Retype every entry precisely and keep each line whole.
····················
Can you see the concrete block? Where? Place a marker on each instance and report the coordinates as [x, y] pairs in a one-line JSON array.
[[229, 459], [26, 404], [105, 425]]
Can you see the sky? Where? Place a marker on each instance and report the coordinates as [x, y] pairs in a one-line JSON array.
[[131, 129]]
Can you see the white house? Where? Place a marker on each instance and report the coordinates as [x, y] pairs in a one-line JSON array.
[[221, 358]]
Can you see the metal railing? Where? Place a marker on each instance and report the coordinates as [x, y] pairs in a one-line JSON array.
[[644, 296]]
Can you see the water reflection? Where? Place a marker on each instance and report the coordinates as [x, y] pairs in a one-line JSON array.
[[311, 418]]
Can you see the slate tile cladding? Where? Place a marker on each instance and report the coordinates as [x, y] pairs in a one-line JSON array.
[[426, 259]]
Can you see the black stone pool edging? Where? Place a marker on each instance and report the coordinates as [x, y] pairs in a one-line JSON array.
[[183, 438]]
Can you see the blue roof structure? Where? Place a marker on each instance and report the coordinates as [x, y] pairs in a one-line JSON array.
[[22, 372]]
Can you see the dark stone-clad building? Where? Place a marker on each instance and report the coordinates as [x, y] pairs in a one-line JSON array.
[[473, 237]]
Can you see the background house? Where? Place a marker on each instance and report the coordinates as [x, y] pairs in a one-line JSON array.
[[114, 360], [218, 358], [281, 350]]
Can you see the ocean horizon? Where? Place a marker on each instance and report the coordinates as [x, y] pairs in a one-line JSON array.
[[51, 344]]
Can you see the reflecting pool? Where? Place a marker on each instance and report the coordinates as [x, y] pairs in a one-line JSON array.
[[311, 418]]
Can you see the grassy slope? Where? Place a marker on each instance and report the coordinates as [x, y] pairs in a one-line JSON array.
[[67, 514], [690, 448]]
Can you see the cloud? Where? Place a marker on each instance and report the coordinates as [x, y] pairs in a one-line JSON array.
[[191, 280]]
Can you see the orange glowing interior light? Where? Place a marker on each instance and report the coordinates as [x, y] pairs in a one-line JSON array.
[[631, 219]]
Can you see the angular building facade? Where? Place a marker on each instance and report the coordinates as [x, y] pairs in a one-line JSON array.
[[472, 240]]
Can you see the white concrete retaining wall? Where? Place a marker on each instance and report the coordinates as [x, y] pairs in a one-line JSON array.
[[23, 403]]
····················
Solution for this problem »
Can you see the concrete block? Where? Place a marker on each instance and report the coordinates as [x, y] pairs in a one-line JSON array.
[[229, 459], [26, 404], [105, 425]]
Can you see the sky? Where? Place a marker on each instance and report the coordinates as [x, y] pairs in a one-line JSON array.
[[131, 129]]
Can you see the white house? Where? Place a marker on each instance and report the coordinates as [x, y] pairs in a one-line JSON array.
[[221, 358]]
Can you see the metal railing? Where? Place a marker on each instance and report the coordinates as [x, y] pairs in a one-line JSON array.
[[644, 296]]
Can you see the water reflection? Where? Place a marker on each instance and report the coordinates as [x, y] pairs in a one-line JSON array.
[[311, 418]]
Can you see the slate tile cladding? Where? Place a marker on each instance and report the coordinates as [x, y] pairs in a one-line JSON array.
[[426, 259]]
Can you see the black stone pool edging? Where? Place a marker on each instance and report the coordinates as [x, y] pairs in a one-line JSON array.
[[183, 438]]
Can you see the blue roof structure? Where? Place a marker on each instance and report the coordinates as [x, y] pairs in a one-line JSON array.
[[22, 372]]
Can you see the dark stone-clad building? Where? Place a marker on each instance and report the coordinates as [x, y] pairs in a one-line JSON array.
[[473, 237]]
Can you see the background house? Where? Place a marker on each instance and report the coordinates as [x, y] pairs in a one-line JSON array.
[[114, 360], [218, 358], [281, 350]]
Can you see the ocean horizon? Where? Place a marker on each instance and report the coordinates as [x, y] pairs in a one-line JSON array.
[[51, 344]]
Can you see the reflecting pool? Where? Place a marker on each instance and report the coordinates as [x, y] pairs in a one-line JSON array.
[[311, 418]]
Can you see the grassy slope? Where? Place a marker on each instance and report the coordinates as [x, y] pairs in a one-line JSON array.
[[67, 514], [690, 448]]
Can you see the cloud? Where? Place a marker on each instance and report the coordinates as [x, y] pairs in a one-line JSON array.
[[191, 280]]
Can you see the orange glowing interior light? Where? Place a marker on each instance and report the coordinates as [x, y] pairs in a one-line JSON array.
[[631, 219]]
Can you see the angular building facade? Where? Place a marker on each instance and report the coordinates as [x, y] pairs in a one-line JSON array.
[[472, 240]]
Can you see the white concrete retaining wall? Where? Place a marker on each instance and report the coordinates as [x, y] pairs in a one-line JSON array.
[[23, 403]]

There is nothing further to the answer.